>>>>
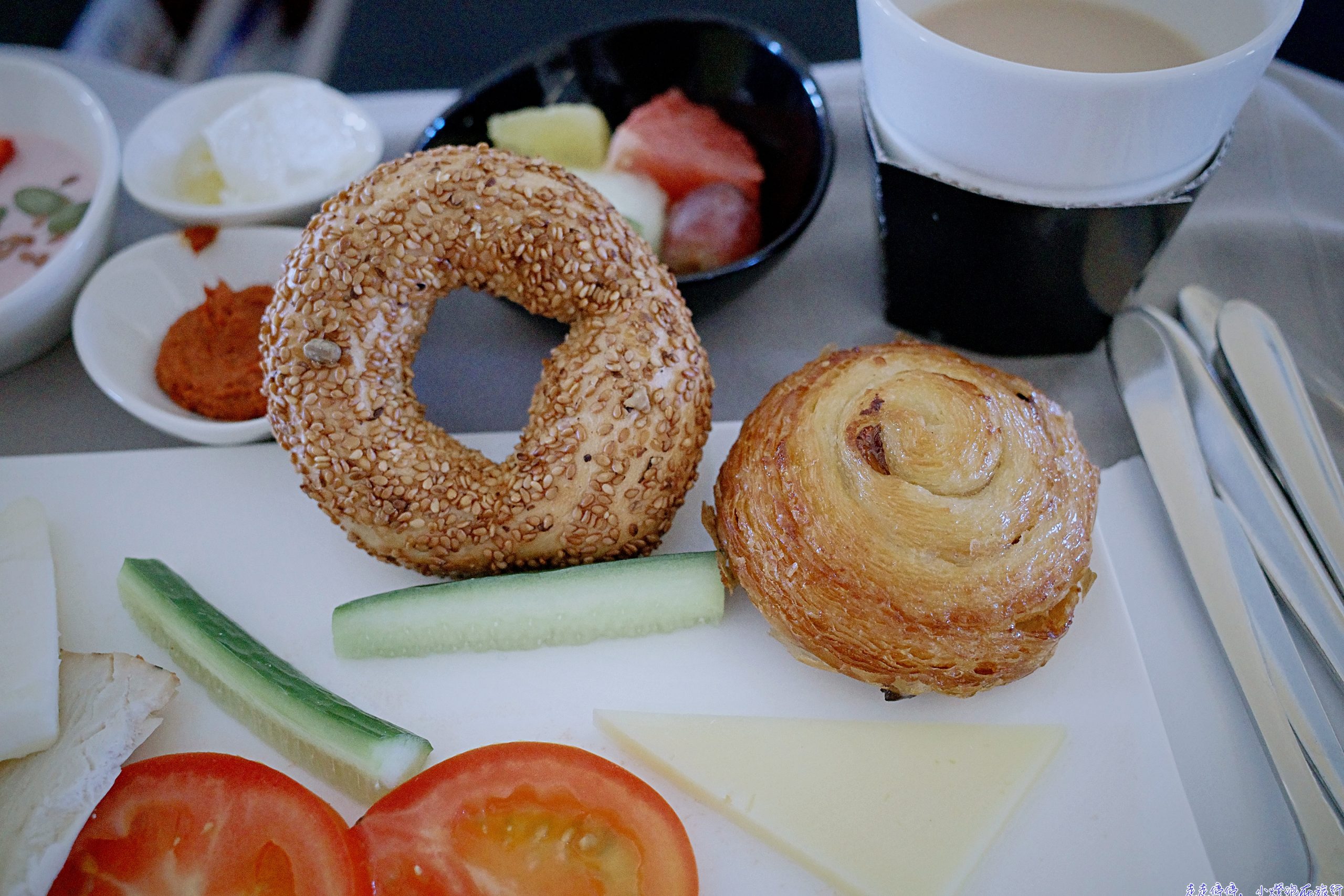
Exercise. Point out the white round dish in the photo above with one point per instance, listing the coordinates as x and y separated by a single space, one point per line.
44 100
128 307
1049 136
158 143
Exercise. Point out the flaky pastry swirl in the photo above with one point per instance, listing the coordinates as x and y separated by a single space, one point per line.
910 519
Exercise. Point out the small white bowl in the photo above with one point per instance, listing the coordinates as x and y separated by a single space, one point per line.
127 308
39 99
159 140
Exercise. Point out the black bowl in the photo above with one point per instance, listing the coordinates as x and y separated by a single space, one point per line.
753 80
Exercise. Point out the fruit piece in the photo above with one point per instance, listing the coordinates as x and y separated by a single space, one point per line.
568 133
313 727
203 823
29 652
873 808
613 599
710 227
109 704
527 818
683 147
639 199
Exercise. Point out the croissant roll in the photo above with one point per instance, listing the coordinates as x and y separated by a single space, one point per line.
910 519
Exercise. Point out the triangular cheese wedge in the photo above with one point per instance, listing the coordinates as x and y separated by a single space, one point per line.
873 808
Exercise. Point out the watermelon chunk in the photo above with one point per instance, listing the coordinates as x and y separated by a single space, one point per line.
683 147
710 227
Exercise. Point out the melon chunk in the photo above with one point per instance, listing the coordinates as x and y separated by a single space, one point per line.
568 133
685 145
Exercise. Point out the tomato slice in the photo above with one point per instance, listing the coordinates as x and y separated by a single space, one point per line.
527 820
212 825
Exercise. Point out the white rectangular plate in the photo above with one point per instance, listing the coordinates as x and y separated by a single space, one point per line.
1108 816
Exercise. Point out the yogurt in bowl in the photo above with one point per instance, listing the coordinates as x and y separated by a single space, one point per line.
58 193
249 148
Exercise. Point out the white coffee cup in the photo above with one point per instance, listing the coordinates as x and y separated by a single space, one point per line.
1047 136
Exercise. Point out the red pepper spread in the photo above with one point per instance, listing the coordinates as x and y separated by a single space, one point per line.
210 361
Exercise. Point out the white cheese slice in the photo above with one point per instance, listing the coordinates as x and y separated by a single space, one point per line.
873 808
109 704
29 641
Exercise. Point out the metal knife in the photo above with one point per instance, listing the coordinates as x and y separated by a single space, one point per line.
1266 520
1155 399
1266 379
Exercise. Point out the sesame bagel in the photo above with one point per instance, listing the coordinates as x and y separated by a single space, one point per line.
616 424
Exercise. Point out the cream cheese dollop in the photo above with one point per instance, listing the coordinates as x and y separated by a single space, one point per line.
286 141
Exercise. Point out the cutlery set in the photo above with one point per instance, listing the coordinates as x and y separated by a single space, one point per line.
1257 505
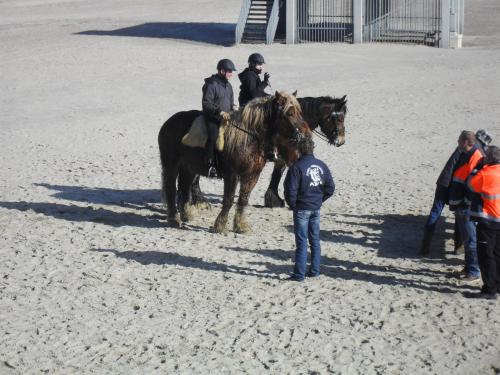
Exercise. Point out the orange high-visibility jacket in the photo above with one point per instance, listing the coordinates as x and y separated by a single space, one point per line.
485 205
465 166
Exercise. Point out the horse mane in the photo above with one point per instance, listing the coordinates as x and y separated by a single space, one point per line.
252 120
310 105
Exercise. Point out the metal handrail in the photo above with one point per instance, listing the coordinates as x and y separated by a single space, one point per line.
240 26
272 24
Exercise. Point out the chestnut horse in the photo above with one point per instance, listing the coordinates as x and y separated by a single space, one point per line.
326 112
262 124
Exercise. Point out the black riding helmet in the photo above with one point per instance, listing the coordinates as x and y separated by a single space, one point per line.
226 64
256 58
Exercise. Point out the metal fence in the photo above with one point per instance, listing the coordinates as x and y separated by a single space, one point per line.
324 21
387 21
402 21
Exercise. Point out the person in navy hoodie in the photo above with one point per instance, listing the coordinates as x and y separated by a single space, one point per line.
308 184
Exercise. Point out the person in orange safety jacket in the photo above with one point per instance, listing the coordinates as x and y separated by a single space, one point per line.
484 185
471 156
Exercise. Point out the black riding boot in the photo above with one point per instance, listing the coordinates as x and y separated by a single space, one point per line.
425 248
213 131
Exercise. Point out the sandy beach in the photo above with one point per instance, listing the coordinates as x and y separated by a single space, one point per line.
93 281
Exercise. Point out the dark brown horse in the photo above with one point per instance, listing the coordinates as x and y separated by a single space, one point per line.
264 123
324 112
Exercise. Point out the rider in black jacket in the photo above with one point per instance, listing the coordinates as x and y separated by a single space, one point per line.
217 102
251 84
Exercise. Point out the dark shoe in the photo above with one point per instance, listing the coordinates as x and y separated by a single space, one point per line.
480 295
295 278
212 172
459 250
462 274
271 156
312 274
470 280
425 248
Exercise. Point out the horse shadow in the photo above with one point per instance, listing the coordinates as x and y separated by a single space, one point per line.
221 34
331 267
150 257
132 198
87 214
147 199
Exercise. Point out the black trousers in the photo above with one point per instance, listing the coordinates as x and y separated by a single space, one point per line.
488 251
213 131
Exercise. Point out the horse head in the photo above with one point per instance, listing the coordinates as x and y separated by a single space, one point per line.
289 126
332 115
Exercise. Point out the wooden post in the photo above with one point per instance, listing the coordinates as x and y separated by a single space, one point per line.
291 21
357 21
445 24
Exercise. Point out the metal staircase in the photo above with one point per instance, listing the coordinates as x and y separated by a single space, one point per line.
258 21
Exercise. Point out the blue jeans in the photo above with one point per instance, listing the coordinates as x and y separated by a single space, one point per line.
306 226
440 199
467 230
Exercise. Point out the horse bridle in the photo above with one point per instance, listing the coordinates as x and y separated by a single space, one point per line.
335 115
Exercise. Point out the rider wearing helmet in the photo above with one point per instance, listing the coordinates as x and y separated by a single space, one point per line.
217 102
251 84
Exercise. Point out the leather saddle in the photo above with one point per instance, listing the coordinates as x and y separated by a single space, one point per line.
197 135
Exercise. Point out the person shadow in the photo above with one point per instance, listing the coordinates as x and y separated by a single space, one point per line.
221 34
354 270
390 235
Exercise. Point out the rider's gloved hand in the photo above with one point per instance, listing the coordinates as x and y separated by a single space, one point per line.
225 116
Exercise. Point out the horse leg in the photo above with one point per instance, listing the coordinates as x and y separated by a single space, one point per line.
247 184
272 198
230 183
186 178
196 194
169 191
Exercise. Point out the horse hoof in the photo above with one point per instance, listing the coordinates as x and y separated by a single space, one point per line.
187 215
272 200
218 230
175 221
242 228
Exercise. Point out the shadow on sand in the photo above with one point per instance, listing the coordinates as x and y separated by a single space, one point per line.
221 34
331 267
87 214
390 235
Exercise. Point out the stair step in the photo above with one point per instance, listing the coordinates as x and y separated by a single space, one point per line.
254 34
256 26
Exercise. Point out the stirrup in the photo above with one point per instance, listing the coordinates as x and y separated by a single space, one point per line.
271 156
212 172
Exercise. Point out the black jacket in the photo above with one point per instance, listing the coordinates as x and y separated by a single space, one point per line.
446 175
251 86
217 96
308 184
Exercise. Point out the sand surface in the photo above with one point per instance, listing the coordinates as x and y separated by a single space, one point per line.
92 280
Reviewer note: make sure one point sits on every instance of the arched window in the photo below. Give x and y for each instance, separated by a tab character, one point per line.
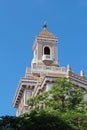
46	50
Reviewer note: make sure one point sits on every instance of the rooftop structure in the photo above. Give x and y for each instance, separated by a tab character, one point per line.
44	68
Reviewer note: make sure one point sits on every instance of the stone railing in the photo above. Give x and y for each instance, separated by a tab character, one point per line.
54	69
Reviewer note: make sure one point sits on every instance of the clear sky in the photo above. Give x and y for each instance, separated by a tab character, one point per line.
21	21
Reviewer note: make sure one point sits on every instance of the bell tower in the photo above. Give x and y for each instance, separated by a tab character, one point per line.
45	50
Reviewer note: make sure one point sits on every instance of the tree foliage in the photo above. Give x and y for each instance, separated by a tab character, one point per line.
61	108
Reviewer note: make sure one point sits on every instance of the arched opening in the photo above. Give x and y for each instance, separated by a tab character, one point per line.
46	50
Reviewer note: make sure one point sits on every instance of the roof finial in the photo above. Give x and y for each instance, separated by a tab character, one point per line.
45	25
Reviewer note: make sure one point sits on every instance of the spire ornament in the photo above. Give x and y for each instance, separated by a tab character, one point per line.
45	25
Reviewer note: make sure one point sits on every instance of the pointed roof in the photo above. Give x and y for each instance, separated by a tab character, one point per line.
45	33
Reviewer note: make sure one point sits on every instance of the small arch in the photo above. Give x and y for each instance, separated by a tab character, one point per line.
46	50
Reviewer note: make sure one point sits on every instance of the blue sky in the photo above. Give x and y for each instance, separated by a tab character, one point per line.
21	21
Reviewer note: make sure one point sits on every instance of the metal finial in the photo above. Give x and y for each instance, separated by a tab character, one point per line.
45	25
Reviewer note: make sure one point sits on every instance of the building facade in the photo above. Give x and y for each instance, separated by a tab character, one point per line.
44	68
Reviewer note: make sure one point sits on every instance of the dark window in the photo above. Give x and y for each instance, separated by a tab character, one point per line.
47	51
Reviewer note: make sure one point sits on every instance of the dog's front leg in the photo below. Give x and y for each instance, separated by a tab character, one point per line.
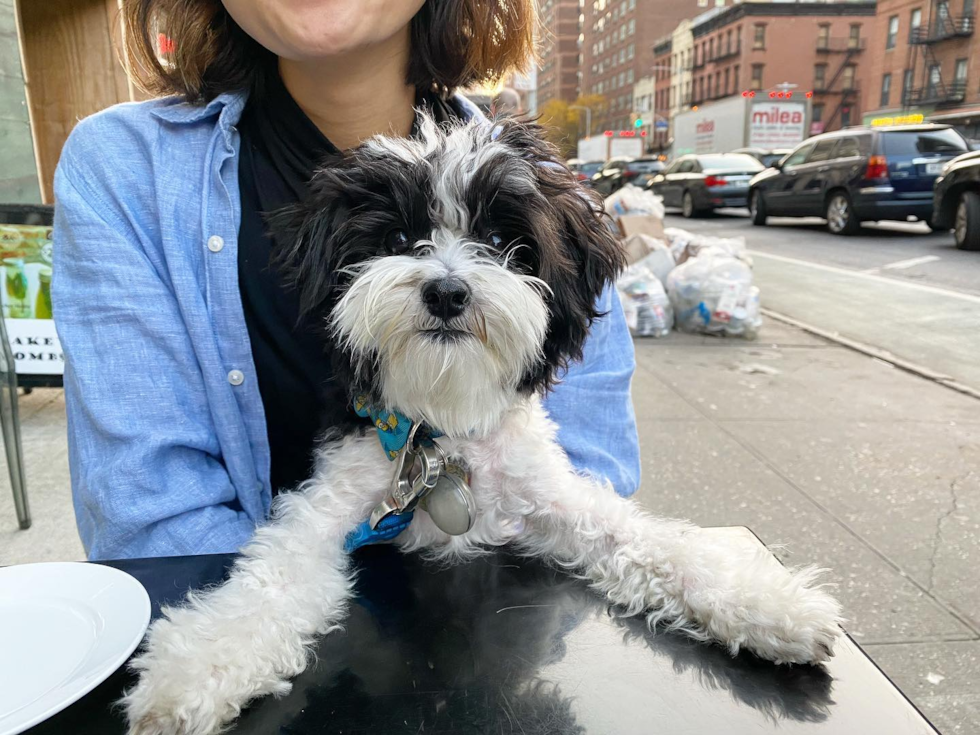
203	661
665	569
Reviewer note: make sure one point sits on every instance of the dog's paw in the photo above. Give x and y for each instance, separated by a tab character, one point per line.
193	680
785	616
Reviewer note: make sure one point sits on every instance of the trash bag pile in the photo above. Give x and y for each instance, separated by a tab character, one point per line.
694	283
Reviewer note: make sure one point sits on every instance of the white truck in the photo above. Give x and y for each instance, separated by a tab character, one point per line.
742	122
604	147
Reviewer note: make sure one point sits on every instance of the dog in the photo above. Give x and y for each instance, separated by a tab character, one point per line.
457	272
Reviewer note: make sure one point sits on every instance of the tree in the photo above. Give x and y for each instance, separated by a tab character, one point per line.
564	124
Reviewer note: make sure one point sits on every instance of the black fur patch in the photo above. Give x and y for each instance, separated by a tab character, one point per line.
557	231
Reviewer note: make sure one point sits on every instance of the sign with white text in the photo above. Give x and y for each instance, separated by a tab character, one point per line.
777	124
26	260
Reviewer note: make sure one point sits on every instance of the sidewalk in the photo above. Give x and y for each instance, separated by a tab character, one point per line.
846	461
850	464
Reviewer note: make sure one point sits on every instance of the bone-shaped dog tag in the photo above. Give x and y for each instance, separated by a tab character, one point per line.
450	503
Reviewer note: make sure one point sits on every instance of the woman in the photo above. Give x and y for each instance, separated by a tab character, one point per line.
195	391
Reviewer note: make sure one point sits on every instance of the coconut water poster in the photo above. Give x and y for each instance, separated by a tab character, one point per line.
25	255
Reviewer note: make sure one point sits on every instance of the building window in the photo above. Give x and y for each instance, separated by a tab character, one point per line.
892	32
959	77
935	76
823	35
820	76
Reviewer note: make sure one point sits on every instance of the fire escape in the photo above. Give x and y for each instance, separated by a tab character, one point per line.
934	89
847	50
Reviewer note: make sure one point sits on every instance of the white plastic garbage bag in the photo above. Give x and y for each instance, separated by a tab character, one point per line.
685	245
645	303
713	293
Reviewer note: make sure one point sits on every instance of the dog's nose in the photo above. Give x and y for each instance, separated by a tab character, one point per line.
446	297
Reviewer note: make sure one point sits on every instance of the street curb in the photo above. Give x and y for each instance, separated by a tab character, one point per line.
885	356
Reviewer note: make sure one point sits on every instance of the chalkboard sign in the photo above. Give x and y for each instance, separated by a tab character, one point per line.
25	254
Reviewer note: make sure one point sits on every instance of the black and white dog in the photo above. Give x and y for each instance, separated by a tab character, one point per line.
459	272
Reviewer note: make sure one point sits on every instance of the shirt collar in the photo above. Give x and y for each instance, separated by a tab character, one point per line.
229	107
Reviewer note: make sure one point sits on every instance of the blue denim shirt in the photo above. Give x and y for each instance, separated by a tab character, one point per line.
166	429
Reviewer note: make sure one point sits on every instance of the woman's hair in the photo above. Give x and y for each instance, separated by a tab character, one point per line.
454	43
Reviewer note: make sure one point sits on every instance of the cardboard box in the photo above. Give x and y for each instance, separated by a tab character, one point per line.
642	224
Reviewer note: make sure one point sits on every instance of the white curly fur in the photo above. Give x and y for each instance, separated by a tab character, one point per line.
203	661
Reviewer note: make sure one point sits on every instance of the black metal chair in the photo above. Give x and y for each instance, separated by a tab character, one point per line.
32	215
10	421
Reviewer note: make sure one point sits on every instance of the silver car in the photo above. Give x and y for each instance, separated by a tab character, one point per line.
700	183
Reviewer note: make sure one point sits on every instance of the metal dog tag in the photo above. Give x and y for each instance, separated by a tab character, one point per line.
450	503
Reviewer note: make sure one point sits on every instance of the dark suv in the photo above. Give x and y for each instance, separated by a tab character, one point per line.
957	201
856	175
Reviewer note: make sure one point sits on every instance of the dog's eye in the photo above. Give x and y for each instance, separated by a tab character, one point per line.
396	242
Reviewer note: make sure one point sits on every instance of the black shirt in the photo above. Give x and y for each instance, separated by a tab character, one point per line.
280	148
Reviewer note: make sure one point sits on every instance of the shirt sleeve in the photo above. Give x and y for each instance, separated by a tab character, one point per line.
146	468
592	405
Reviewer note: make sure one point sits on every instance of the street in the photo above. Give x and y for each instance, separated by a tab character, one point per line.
895	287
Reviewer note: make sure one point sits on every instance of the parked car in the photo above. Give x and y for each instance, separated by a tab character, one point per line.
585	170
956	201
618	172
856	175
700	183
765	156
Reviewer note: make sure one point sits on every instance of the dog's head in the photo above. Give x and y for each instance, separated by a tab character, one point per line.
457	270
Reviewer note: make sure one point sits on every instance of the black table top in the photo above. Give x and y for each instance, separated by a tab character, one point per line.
508	645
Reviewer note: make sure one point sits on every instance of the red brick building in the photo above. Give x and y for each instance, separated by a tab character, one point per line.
558	71
757	46
663	60
925	61
617	49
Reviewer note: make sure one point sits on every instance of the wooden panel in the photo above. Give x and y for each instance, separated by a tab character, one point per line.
72	71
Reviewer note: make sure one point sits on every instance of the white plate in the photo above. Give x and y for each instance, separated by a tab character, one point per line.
64	628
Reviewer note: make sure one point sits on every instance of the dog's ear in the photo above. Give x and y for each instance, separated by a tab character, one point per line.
305	237
579	254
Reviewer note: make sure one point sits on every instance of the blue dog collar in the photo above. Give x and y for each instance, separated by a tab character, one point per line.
393	427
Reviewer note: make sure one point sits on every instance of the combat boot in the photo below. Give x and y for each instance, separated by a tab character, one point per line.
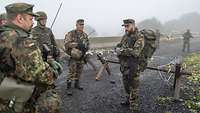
77	85
125	102
69	89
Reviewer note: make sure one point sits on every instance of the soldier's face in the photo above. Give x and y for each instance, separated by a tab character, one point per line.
43	22
26	21
129	27
3	22
80	27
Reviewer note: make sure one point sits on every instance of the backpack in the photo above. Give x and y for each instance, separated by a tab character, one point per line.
149	47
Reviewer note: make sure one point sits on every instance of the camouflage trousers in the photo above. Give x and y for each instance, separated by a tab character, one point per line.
131	85
75	69
48	102
186	45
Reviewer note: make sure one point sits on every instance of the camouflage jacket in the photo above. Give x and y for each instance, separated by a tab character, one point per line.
187	36
131	45
81	38
21	58
44	36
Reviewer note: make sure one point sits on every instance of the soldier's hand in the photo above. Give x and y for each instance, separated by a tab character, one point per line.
56	66
118	51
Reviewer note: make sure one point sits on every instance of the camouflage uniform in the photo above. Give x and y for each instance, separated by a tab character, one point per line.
3	18
131	46
186	40
21	62
44	35
81	41
157	38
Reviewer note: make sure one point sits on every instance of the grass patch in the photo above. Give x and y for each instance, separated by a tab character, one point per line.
193	82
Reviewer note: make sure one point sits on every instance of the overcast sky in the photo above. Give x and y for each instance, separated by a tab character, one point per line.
106	15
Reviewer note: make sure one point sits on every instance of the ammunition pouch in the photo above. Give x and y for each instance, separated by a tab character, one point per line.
22	91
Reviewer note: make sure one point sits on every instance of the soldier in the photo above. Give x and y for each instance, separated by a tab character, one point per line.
3	19
23	67
186	40
158	34
128	51
76	45
44	36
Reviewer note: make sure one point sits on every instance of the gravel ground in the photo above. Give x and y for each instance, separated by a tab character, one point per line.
104	97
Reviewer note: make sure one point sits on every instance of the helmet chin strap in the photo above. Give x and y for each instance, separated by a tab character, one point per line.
40	25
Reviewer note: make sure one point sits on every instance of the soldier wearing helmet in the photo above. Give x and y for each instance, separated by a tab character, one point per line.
3	18
76	45
44	35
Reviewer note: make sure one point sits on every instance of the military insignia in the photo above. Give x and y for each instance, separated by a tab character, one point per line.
28	43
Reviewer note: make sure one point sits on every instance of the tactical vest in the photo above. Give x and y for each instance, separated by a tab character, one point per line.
149	48
20	82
<<<<
▸ YOUR OBJECTIVE: A reply should hold exactly the lines from the one containing "of the tactical" through the end of the data above, nothing more.

▸ EXERCISE ANSWER:
Reviewer note: make sure one point sits on every instance of the tactical vest in the photo above. Give x and y for each instance, separated by a tab character, one point per line.
149	48
20	82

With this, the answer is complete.